What is needed is an exact transcription of every record below.
(Information provided Opens)
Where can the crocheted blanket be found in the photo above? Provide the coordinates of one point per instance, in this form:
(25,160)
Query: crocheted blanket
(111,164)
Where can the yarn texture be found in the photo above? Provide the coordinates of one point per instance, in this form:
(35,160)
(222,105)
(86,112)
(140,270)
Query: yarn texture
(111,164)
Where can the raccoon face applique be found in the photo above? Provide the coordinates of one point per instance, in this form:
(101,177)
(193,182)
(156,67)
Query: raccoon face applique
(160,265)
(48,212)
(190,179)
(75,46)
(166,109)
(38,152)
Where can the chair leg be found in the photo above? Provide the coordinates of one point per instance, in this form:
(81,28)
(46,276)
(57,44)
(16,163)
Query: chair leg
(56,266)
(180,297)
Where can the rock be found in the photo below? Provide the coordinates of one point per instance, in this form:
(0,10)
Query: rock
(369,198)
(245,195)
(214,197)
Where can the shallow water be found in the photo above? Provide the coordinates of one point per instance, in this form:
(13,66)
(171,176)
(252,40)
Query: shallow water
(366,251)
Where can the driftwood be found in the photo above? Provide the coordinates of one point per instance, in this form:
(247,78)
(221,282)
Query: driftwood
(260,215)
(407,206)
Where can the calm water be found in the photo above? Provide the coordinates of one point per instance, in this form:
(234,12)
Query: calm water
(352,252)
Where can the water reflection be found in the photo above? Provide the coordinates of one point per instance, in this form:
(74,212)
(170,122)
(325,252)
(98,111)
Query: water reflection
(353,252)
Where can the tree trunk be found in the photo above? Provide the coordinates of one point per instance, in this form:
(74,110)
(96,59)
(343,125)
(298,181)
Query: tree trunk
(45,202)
(Information provided Closes)
→ **Task result**
Where can the crocheted blanket be found in the photo above? Provide the coordinates of one point per instance, in this form:
(25,160)
Query: crocheted blanket
(111,164)
Where can the yarn texture be found in the photo above? Provide the coordinates of one point per instance, in this form:
(35,160)
(222,105)
(86,112)
(140,270)
Query: yarn texture
(111,164)
Where can the raccoon face applique be found in the photo above? Provide the coordinates of one point per instance, in this form:
(101,177)
(193,182)
(156,67)
Query: raccoon face applique
(160,265)
(48,212)
(190,179)
(75,46)
(166,109)
(38,152)
Where can the chair leg be found in the photo above? Provide the coordinates of one point per instance, in this form:
(81,28)
(46,276)
(57,44)
(16,163)
Query: chair leg
(56,266)
(180,297)
Where can the rock be found in the photo below? Provide the coordinates of one point per instance, in this form:
(0,10)
Query: rock
(369,198)
(245,195)
(214,197)
Where can the shallow water be found in the photo above? Provide the coordinates of one point per instance, in this form:
(13,66)
(171,176)
(252,40)
Query: shallow water
(366,251)
Where can the driftwood be found in the photo above? Provide the coordinates of one point per instance, in this form:
(247,78)
(221,282)
Query: driftwood
(260,215)
(407,206)
Where can the calm water be found in the photo above? Provide the coordinates of one point per instance, in this form:
(234,12)
Query: calm water
(352,252)
Where can the water reflection be found in the photo above? Provide the coordinates of one point per instance, in this form:
(74,212)
(170,122)
(325,252)
(98,111)
Query: water reflection
(353,252)
Where can the tree trunk be found in the photo above? Provide the coordinates of one point per instance, in this form:
(74,110)
(96,59)
(343,125)
(298,181)
Query: tree trunk
(45,202)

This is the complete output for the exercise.